» **What you have to do**:
Return the whole listing, keeping every character the same.

------------------------------------------------------------------------

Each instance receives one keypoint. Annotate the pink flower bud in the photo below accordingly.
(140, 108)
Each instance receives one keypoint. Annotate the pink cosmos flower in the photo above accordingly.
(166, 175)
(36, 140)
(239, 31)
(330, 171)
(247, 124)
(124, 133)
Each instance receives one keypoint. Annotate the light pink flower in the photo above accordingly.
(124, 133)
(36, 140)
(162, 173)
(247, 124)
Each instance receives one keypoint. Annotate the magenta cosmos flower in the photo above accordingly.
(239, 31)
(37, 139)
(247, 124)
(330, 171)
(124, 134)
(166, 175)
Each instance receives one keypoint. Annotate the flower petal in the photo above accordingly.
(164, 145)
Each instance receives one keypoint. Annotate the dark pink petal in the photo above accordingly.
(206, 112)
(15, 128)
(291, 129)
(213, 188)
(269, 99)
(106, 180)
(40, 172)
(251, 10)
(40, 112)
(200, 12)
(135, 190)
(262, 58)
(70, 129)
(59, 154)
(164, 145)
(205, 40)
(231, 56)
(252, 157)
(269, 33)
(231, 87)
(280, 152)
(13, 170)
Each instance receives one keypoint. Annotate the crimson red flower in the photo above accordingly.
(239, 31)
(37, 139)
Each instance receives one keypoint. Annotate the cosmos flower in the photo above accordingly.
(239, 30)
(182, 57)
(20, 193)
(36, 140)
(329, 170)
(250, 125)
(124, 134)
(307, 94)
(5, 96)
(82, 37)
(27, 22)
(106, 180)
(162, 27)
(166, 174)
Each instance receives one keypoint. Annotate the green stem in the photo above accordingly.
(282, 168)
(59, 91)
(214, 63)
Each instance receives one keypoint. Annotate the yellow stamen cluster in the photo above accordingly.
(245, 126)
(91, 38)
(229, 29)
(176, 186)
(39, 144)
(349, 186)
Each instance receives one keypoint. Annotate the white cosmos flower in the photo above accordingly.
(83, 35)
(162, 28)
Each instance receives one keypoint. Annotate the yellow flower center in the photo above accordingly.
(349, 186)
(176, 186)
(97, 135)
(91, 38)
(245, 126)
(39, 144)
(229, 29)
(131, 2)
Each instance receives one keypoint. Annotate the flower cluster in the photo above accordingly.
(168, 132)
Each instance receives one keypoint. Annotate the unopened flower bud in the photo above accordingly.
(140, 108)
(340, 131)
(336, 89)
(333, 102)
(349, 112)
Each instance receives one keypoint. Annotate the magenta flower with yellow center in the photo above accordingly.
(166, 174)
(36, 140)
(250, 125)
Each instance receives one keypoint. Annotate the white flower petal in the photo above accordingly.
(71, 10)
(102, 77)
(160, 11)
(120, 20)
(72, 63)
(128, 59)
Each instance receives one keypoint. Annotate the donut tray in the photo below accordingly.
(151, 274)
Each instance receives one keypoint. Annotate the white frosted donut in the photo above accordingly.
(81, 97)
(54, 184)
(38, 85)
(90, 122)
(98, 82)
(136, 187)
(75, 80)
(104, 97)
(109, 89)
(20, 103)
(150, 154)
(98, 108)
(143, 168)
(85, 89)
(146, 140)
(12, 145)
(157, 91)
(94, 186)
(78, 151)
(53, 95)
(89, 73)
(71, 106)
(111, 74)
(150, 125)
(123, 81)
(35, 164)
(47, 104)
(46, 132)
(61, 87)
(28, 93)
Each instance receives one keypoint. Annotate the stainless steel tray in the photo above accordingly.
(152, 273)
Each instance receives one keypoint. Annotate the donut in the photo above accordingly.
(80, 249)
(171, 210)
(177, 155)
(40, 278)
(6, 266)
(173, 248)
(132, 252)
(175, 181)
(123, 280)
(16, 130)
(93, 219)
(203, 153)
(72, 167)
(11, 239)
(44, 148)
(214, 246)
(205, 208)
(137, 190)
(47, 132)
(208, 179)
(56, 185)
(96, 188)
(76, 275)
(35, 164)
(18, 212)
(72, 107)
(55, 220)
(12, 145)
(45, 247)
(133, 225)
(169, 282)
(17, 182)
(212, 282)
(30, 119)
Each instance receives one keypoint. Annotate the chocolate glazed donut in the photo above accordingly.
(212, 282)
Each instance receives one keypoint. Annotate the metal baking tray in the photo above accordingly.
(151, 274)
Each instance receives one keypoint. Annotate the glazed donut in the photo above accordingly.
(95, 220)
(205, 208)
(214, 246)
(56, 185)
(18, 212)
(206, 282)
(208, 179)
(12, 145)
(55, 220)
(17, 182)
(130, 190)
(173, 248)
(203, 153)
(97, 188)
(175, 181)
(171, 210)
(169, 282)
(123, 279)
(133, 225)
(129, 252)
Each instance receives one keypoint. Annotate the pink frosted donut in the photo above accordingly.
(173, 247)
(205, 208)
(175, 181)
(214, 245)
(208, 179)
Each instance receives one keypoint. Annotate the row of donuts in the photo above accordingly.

------------------------------------------------------------------------

» **Full answer**:
Each instance receives one keypoint. Annotate the pink flower bud in the photo below accordingly.
(140, 108)
Each instance receives one keypoint. Annotate the pink cosmos flower in the photo above accordingly.
(166, 175)
(36, 140)
(239, 31)
(330, 171)
(247, 124)
(124, 133)
Each instance receives one keypoint. Annotate the light pink flower in the photo above accordingly.
(124, 133)
(36, 140)
(162, 173)
(247, 124)
Each instance receives one keypoint. Annotate the magenta cosmos flower in the photo above accordingly.
(239, 31)
(37, 139)
(247, 124)
(330, 171)
(124, 134)
(166, 175)
Each instance receives one keypoint. Annotate the flower petal in the photo above accordingly.
(164, 145)
Each instance receives one keypoint. Annotate the dark pink petal in the photo above accordingly.
(206, 112)
(15, 128)
(291, 129)
(213, 188)
(269, 99)
(106, 180)
(40, 172)
(251, 10)
(40, 112)
(200, 12)
(135, 190)
(262, 58)
(70, 129)
(59, 154)
(164, 145)
(205, 40)
(231, 56)
(252, 157)
(269, 33)
(231, 87)
(280, 152)
(13, 170)
Each instance receives one keypoint. Annotate the crimson red flower in the photo above accordingly.
(239, 31)
(37, 139)
Each instance receives one keypoint. Annotate the cosmos flower in the photo above accordingly.
(239, 30)
(182, 57)
(20, 193)
(36, 140)
(329, 170)
(250, 125)
(124, 134)
(307, 94)
(5, 96)
(82, 37)
(27, 22)
(106, 180)
(162, 27)
(166, 174)
Each instance receives one keypoint. Annotate the green stem in the photo above accordingly.
(282, 168)
(59, 91)
(214, 63)
Each instance receives one keypoint. Annotate the yellow stamen cluster in the photo above accordingly.
(245, 126)
(91, 38)
(229, 29)
(176, 186)
(39, 144)
(349, 186)
Each instance receives one keypoint. Annotate the white cosmos flower in the photo above accordingly.
(83, 35)
(162, 28)
Each instance receives one keypoint. Annotate the yellow flower center in the photo above accordingly.
(349, 186)
(176, 186)
(97, 135)
(91, 38)
(245, 126)
(39, 144)
(229, 29)
(131, 2)
Each instance receives one keypoint. Annotate the flower cluster in the photo above accordingly.
(168, 132)
Each instance receives one keypoint. Annotate the unopened flower bud in the photo above accordingly.
(140, 108)
(340, 131)
(336, 89)
(333, 102)
(349, 112)
Each instance receives one keypoint. Annotate the magenta flower with yellow center in the photo above accordingly.
(166, 174)
(36, 140)
(250, 125)
Each instance receives one keypoint. Annotate the white flower petal in the photo above accordingly.
(71, 10)
(102, 77)
(160, 11)
(120, 20)
(72, 63)
(128, 59)
Each instance receives one keypoint. Annotate the donut tray in the photo below accordingly.
(151, 274)
Each instance receives one keypoint. Annotate the white frosted donut in the photo above accordingly.
(81, 97)
(54, 184)
(38, 85)
(90, 122)
(98, 82)
(136, 187)
(75, 80)
(104, 97)
(109, 89)
(20, 103)
(150, 154)
(98, 108)
(143, 168)
(85, 89)
(146, 140)
(12, 145)
(157, 91)
(94, 186)
(78, 151)
(53, 95)
(89, 73)
(71, 106)
(111, 74)
(150, 125)
(123, 81)
(35, 164)
(47, 104)
(46, 132)
(61, 87)
(28, 93)
Each instance receives one keypoint. Annotate the stainless steel tray in the photo above accordingly.
(152, 273)
Each instance receives one keypoint. Annotate the donut in the photo above accordingly.
(80, 249)
(171, 210)
(177, 155)
(40, 278)
(6, 266)
(173, 248)
(132, 252)
(175, 181)
(123, 280)
(16, 130)
(93, 219)
(203, 153)
(72, 167)
(11, 239)
(44, 148)
(214, 246)
(205, 208)
(137, 190)
(47, 132)
(208, 179)
(56, 185)
(96, 188)
(76, 275)
(35, 164)
(18, 212)
(72, 107)
(55, 220)
(12, 145)
(45, 247)
(133, 225)
(169, 282)
(17, 182)
(212, 282)
(30, 119)
Each instance receives one keypoint. Annotate the chocolate glazed donut in the photo above accordingly.
(212, 282)
Each instance receives one keypoint. Annotate the metal baking tray in the photo above accordingly.
(151, 274)
Each instance receives one keypoint. Annotate the glazed donut in the photo above accordingly.
(95, 220)
(205, 208)
(214, 246)
(56, 185)
(18, 212)
(206, 282)
(208, 179)
(12, 145)
(55, 220)
(17, 182)
(130, 190)
(173, 248)
(203, 153)
(97, 188)
(175, 181)
(171, 210)
(169, 282)
(123, 279)
(133, 225)
(129, 252)
Each instance receives one keypoint. Annotate the pink frosted donut in the photo above accordingly.
(173, 247)
(205, 208)
(175, 181)
(214, 245)
(208, 179)
Each instance receives one keypoint. Annotate the row of donuts in the photo above accordingly.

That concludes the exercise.